[WHAT IS BEING ASKED] Below are entries; output exactly the lines from the one with "the antelope ear" to the one with "the antelope nose", both included, and nothing else.

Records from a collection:
****************************************
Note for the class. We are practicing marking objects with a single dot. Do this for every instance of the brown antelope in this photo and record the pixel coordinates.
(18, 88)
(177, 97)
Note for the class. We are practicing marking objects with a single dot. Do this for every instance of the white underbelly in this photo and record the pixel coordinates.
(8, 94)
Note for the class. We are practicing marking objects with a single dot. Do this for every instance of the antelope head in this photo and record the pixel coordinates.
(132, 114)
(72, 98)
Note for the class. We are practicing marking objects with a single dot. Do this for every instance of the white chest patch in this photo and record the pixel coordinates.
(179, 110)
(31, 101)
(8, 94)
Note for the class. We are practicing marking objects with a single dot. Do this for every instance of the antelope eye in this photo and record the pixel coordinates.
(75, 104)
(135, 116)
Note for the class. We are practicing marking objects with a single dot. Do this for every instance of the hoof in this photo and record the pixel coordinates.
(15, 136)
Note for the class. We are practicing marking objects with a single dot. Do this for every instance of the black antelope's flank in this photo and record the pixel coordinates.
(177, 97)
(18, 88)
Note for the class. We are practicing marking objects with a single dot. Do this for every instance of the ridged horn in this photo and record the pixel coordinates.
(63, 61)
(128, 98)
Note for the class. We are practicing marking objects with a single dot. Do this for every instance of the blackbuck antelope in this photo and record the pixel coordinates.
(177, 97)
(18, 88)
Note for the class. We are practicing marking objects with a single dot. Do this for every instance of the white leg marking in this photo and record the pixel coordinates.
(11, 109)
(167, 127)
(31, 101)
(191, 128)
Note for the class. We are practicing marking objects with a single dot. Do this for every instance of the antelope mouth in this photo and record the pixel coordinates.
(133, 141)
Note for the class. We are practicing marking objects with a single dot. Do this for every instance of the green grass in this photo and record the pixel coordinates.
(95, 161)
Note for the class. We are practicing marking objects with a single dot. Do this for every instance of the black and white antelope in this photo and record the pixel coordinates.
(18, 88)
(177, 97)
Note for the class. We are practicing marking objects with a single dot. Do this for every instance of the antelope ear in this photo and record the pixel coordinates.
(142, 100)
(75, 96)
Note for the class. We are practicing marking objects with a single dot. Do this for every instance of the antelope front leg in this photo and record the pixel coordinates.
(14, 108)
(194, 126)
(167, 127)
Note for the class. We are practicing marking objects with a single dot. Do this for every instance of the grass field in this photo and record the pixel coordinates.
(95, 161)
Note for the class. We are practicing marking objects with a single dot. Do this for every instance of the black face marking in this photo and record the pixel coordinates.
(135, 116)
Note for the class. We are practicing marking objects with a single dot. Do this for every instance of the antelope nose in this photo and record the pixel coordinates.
****************************************
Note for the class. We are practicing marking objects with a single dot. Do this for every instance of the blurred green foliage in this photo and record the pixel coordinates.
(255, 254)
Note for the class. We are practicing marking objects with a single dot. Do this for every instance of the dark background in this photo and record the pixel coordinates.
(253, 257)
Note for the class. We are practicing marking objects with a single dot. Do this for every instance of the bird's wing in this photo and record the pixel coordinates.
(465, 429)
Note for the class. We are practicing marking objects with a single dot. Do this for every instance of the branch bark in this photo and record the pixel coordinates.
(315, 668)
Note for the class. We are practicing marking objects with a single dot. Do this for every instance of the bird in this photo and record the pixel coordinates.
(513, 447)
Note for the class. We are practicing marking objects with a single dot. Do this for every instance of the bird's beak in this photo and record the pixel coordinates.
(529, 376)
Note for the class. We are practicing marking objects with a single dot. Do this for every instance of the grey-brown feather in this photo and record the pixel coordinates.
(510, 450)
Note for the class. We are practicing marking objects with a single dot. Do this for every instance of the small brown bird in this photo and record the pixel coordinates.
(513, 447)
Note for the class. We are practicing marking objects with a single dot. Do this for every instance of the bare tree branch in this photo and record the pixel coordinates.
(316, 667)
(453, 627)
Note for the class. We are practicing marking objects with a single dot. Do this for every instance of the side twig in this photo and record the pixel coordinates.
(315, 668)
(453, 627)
****************************************
[THE COMPLETED TASK]
Note for the class. We are practicing marking objects with a single dot. Do this for every instance of the antelope ear in this photo and record the pixel coordinates.
(142, 100)
(75, 96)
Note for the class. We are practicing marking objects with a single dot. Do this for every instance of the antelope front leg in this photo and record the pixel coordinates.
(14, 108)
(194, 126)
(167, 127)
Note for the class. We are practicing marking objects with a single dot. Do this for every instance of the grass field in this photo and record the pixel coordinates.
(95, 161)
Note for the class. We are practicing marking objects with a single dot. Do this for every instance of the black face marking in this photo and record the pixel coordinates.
(135, 116)
Note for the class. We are practicing marking objects with a single dot. Do this for every instance of the antelope nose in this photo and record the pixel coordinates.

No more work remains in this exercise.